───── EXTRACT PROVIDED

129. Delegation of powers, etc., by inspector
(1) An inspector may by instrument in writing-
(a) delegate all or any of his powers or functions under this Part except
this power of delegation, the power to administer an oath, and the power
to examine on oath; and (b) vary or revoke a delegation given by him. (2)
A power or function delegated by an inspector may be exercised or
performed by the delegate in accordance with the instrument of delegation
as in force from time to time. (3) A delegate shall, at the request of a
prescribed person, produce the instrument of delegation for inspection.
(4) A delegation under this section by an inspector of a power or function
does not prevent the exercise of the power or the performance of the
function by the inspector.
130. Report of inspector
(1) On completion of an investigation under section 127, the inspector
shall report his findings to the Commission and shall deliver a copy of
the report to the Attorney General.
(2) Subject to subsection (3), the Commission shall give a copy of the
inspector's report to the prescribed person whose affairs were
investigated by the inspector. (3) Subject to subsection (4), the
Commission shall not give a report to a prescribed person if the Attorney
General believes that legal proceedings that have been, or that in its
opinion might be, instituted might be prejudiced by the report.
(4) The court before which legal proceedings are brought against a
prescribed person for or in respect of matters dealt with in a report
under this section may order that a copy of the report be given to that
person.
(5) The Commission may, if it is of the opinion that it is in the public
interest to do so, cause the whole or any part of a report under this
section to be printed and published.

──────────
───── RAW DATA

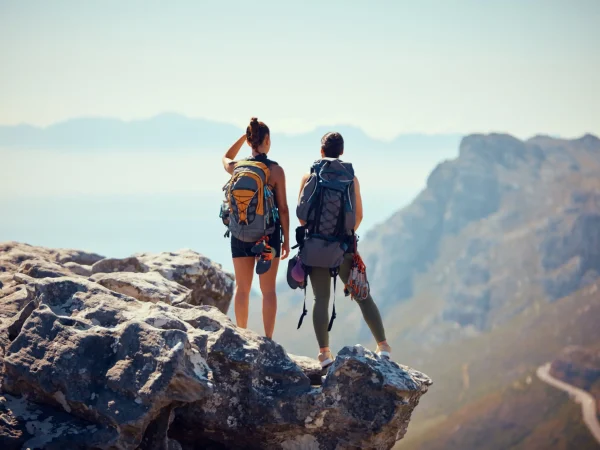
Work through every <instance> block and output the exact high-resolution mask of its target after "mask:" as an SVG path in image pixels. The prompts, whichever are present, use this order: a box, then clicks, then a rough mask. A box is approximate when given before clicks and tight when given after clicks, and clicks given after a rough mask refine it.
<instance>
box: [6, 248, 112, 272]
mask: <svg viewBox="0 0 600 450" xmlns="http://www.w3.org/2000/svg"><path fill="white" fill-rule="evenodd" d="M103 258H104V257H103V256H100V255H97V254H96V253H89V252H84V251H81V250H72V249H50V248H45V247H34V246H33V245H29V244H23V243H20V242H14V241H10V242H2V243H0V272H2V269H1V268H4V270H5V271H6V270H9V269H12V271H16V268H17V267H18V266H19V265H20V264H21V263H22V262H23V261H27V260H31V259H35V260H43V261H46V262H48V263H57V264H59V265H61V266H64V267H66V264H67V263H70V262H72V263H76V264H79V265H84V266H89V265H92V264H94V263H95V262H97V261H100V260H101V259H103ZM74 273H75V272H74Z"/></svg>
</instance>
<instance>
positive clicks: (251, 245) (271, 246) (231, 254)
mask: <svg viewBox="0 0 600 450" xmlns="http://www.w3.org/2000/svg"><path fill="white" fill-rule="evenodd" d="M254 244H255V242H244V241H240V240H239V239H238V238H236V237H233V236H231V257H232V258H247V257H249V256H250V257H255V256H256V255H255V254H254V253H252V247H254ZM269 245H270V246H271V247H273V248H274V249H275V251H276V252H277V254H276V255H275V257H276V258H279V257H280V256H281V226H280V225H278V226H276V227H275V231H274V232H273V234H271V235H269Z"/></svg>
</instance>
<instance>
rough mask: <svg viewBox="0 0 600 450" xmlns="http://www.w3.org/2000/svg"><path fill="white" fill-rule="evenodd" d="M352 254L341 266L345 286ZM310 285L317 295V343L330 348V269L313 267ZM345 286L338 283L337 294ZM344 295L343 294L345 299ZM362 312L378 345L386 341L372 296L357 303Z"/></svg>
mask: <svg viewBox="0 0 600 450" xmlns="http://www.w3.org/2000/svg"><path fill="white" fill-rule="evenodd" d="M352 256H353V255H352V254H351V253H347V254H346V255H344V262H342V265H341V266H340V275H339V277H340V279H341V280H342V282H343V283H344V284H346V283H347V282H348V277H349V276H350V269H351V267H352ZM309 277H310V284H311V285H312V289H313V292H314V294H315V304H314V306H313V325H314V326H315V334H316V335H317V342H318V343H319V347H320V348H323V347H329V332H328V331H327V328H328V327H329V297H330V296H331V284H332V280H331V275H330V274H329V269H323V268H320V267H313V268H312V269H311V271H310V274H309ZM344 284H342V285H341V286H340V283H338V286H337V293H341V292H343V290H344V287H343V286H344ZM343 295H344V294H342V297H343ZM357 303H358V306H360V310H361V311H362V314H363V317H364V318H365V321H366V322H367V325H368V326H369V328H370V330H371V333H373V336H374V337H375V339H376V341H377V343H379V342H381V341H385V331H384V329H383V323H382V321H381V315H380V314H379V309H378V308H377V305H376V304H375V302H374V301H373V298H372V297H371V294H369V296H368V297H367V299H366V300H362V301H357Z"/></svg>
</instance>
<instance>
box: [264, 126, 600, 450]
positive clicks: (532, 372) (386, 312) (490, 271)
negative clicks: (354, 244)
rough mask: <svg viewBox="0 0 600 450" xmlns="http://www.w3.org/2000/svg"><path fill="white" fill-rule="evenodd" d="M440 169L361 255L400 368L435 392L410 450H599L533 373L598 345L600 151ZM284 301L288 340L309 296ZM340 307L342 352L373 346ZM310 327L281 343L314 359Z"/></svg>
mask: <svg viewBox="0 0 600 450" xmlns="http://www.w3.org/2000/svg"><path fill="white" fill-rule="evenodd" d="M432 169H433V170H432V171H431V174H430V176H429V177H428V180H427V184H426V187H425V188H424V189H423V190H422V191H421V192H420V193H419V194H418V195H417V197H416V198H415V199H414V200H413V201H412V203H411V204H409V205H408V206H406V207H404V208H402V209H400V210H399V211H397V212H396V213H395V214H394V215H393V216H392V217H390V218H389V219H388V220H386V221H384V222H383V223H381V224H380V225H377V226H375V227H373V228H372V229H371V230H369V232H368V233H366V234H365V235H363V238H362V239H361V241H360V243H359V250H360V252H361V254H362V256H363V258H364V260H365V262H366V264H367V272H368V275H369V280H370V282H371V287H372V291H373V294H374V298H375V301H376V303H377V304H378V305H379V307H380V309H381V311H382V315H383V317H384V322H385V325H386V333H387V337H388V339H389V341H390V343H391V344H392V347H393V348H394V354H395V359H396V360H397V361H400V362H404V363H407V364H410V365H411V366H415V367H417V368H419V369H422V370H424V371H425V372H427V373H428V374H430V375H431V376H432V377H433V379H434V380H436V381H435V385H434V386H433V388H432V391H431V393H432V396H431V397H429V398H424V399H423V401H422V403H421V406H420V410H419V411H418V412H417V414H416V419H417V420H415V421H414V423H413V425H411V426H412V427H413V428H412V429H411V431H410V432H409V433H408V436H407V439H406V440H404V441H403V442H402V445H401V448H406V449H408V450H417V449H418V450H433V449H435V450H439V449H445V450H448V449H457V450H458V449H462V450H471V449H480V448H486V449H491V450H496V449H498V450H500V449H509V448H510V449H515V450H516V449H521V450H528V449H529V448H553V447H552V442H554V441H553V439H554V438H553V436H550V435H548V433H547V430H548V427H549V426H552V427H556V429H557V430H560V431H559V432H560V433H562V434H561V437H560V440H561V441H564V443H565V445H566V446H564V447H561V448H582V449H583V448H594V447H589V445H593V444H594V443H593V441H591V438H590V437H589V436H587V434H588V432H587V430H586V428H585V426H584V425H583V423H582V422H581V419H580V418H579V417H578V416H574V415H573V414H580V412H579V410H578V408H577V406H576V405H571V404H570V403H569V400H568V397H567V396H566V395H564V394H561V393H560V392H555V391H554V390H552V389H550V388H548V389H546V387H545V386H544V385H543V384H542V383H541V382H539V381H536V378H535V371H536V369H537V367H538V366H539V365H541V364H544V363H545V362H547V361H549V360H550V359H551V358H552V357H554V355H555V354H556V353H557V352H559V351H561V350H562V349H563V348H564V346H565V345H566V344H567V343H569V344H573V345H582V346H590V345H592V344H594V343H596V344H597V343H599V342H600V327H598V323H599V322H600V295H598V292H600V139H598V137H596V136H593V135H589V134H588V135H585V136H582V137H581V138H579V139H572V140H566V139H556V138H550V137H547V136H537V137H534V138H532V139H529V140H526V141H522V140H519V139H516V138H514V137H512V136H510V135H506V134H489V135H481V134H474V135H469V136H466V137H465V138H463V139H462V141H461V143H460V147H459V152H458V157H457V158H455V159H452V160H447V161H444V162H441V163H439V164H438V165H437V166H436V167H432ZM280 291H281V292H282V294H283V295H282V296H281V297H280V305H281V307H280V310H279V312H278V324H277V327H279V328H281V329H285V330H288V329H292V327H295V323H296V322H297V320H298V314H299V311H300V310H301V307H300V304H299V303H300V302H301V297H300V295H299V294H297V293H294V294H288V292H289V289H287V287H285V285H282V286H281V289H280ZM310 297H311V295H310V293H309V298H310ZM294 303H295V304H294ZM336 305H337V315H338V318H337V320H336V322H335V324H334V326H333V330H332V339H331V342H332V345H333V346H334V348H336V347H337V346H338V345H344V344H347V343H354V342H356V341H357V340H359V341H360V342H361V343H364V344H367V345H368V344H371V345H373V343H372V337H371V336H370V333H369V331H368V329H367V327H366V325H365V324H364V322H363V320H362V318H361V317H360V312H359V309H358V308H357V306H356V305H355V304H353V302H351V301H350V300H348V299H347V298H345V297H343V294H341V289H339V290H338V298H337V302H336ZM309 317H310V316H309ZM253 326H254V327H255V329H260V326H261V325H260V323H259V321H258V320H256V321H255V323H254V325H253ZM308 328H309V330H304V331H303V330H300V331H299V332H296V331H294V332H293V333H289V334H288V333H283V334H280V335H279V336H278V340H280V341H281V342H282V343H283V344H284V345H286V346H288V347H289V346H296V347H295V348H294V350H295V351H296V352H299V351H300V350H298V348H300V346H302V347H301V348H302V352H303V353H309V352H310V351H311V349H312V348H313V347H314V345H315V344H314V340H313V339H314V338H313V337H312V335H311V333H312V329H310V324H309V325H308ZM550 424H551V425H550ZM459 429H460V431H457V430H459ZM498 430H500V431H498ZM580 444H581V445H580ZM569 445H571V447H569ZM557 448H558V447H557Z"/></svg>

──────────

* _EXERCISES_
- A) Render this sentence from the statutory extract on inspectors into French: "A delegate shall, at the request of a prescribed person, produce the instrument of delegation for inspection."
- B) Reproduce the passage of the statutory extract on inspectors from "(4) A delegation" up to and including "function by the inspector.", without any alteration.
The material above comes from a source separate from the statutory extract on inspectors.

* _SOLUTIONS IN ORDER_
- A) Le délégué doit, à la demande d'une personne prescrite, produire l'acte de délégation aux fins d'inspection.

- B)
(4) A delegation under this section by an inspector of a power or function
does not prevent the exercise of the power or the performance of the
function by the inspector.